WORK ITEM
Beginning with the line where "Query: hummingbird's long beak" appears, set down each line exactly until the records below end, and omit the pictures.

--- START ---

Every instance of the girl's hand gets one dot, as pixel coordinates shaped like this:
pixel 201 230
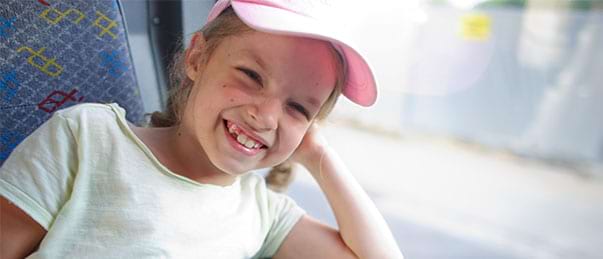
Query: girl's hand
pixel 311 149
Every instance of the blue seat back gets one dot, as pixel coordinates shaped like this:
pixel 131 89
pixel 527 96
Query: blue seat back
pixel 54 54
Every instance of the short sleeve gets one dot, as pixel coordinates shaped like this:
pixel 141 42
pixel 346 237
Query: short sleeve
pixel 38 175
pixel 285 214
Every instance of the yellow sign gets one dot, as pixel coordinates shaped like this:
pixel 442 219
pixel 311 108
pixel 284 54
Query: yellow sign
pixel 475 26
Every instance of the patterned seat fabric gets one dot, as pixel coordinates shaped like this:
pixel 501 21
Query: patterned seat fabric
pixel 54 54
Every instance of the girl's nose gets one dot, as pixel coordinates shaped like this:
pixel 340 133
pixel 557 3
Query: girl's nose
pixel 264 116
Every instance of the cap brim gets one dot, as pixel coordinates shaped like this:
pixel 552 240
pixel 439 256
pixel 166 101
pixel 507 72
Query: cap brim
pixel 360 86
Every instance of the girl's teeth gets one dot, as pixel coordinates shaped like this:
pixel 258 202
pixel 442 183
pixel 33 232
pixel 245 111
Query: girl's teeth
pixel 242 139
pixel 250 143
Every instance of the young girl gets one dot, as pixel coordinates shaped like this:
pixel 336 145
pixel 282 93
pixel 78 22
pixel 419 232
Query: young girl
pixel 250 87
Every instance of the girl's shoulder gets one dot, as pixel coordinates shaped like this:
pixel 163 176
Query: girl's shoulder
pixel 94 117
pixel 92 110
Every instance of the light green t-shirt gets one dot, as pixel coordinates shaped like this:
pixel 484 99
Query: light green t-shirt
pixel 100 193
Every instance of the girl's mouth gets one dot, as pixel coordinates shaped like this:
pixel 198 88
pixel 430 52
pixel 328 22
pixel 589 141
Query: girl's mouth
pixel 241 141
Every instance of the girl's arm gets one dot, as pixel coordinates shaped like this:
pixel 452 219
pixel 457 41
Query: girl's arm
pixel 361 225
pixel 19 233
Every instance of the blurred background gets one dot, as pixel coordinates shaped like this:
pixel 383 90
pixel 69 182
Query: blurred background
pixel 486 140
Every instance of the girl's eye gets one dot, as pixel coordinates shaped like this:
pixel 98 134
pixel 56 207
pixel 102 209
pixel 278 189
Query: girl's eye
pixel 299 108
pixel 251 74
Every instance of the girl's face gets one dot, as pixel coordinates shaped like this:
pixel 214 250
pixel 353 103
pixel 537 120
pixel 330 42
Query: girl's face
pixel 255 98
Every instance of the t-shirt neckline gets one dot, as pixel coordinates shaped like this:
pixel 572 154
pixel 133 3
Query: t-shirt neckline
pixel 121 115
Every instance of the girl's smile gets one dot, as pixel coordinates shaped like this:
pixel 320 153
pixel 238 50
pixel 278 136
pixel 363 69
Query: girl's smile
pixel 242 140
pixel 253 100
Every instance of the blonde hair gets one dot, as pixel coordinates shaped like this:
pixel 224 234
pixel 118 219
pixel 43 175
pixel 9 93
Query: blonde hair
pixel 225 25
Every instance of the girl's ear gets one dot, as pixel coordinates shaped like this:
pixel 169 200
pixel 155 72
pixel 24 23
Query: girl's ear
pixel 193 55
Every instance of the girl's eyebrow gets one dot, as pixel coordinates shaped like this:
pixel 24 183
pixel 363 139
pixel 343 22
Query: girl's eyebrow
pixel 256 58
pixel 313 101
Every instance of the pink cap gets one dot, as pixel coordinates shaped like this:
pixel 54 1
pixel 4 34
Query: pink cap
pixel 314 19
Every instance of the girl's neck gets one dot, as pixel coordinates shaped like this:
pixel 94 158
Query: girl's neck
pixel 181 155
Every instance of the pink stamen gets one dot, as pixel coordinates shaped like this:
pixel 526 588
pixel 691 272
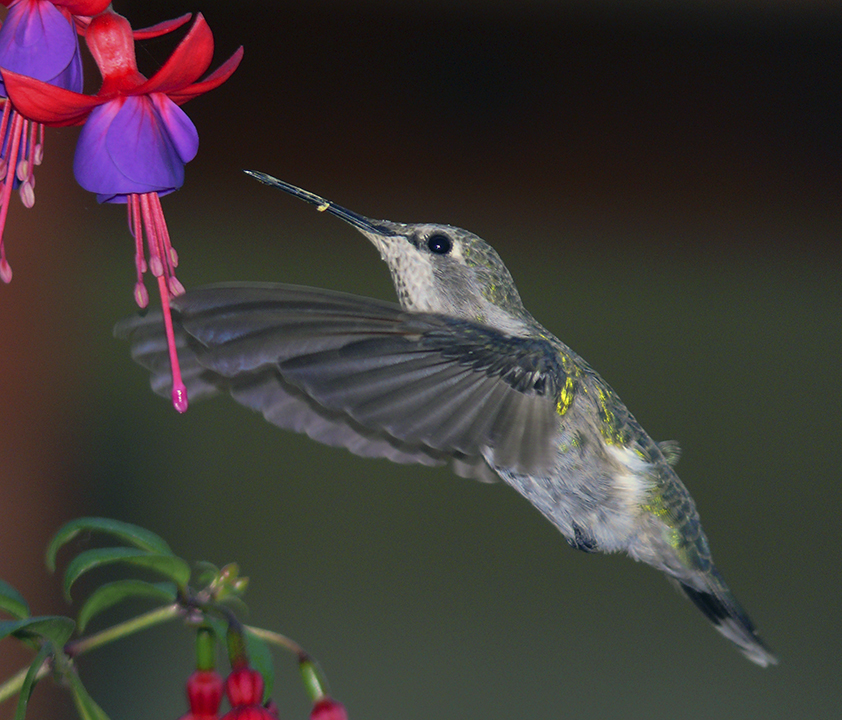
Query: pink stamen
pixel 179 390
pixel 38 155
pixel 141 295
pixel 27 194
pixel 5 193
pixel 147 217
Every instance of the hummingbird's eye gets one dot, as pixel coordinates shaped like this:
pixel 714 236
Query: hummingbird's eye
pixel 439 244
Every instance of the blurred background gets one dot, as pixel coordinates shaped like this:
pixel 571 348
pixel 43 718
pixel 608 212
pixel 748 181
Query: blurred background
pixel 663 181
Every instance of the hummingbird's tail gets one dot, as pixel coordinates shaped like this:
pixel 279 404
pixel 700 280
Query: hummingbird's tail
pixel 720 607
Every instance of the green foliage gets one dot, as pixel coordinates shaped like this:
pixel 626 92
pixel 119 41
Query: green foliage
pixel 55 628
pixel 132 535
pixel 12 602
pixel 113 593
pixel 212 608
pixel 170 566
pixel 30 679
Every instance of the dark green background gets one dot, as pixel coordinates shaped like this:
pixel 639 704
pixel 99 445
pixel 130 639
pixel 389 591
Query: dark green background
pixel 663 181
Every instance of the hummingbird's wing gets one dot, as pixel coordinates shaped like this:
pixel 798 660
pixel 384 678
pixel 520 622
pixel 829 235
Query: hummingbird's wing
pixel 364 374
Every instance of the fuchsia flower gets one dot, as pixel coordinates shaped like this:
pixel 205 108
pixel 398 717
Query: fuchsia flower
pixel 328 709
pixel 38 39
pixel 136 140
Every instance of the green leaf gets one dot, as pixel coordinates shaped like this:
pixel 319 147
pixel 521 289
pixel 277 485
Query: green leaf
pixel 30 680
pixel 208 572
pixel 55 628
pixel 85 705
pixel 219 627
pixel 131 534
pixel 12 602
pixel 260 658
pixel 113 593
pixel 168 565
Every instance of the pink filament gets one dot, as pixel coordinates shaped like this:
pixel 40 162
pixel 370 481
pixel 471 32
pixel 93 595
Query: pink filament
pixel 146 214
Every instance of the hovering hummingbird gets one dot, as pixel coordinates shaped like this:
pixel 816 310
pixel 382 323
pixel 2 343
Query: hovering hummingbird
pixel 459 372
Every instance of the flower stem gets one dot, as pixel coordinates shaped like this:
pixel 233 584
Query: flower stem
pixel 277 639
pixel 115 632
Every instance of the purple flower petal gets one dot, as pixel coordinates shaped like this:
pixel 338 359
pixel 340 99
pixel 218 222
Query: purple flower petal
pixel 38 41
pixel 126 147
pixel 180 128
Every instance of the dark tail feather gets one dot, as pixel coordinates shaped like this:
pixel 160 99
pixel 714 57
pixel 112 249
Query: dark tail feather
pixel 723 610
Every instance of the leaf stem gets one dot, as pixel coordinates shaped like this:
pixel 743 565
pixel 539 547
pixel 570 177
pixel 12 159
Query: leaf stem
pixel 12 686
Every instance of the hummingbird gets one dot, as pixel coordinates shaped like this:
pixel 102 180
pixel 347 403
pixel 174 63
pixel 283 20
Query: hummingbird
pixel 459 373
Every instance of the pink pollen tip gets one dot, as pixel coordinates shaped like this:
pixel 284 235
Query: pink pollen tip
pixel 141 295
pixel 179 398
pixel 176 288
pixel 156 266
pixel 27 194
pixel 24 170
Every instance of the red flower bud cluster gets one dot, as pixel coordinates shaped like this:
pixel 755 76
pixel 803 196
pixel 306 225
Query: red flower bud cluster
pixel 244 688
pixel 204 694
pixel 328 709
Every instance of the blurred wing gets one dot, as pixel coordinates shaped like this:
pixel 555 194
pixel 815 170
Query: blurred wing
pixel 365 374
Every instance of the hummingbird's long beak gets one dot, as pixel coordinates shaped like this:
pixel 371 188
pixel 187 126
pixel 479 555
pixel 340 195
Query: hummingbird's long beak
pixel 358 221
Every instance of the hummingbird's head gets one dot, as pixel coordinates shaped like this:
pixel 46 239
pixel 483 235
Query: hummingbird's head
pixel 435 268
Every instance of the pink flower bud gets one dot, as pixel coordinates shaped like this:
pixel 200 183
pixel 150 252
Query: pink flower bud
pixel 328 709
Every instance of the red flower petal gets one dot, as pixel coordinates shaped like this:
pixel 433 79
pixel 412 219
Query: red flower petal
pixel 189 60
pixel 215 79
pixel 45 103
pixel 82 7
pixel 161 28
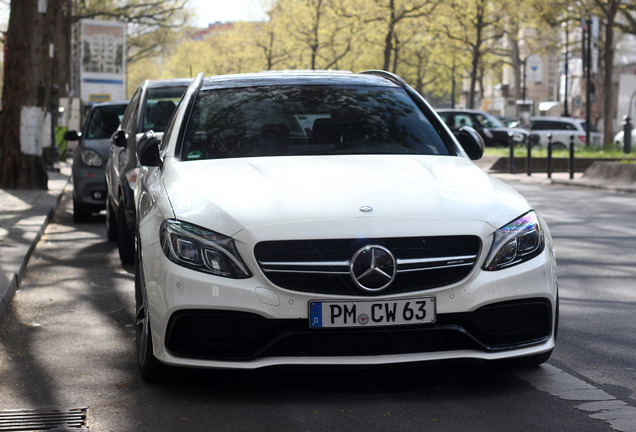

--- END ---

RESPONSE BELOW
Query: hummingbird's long beak
pixel 358 221
Every instance of the hummingbird's head gets one dot, as pixel coordinates shaped like this:
pixel 46 239
pixel 483 235
Query: hummingbird's head
pixel 435 268
Every instance of the pink flower bud gets one dot, as pixel coordinates shaped like this:
pixel 200 183
pixel 150 252
Query: pink flower bud
pixel 328 709
Every instance of the red flower petal gets one dot, as pixel coordinates shaped like this:
pixel 433 79
pixel 412 219
Query: red flower petal
pixel 189 60
pixel 215 79
pixel 45 103
pixel 82 7
pixel 161 28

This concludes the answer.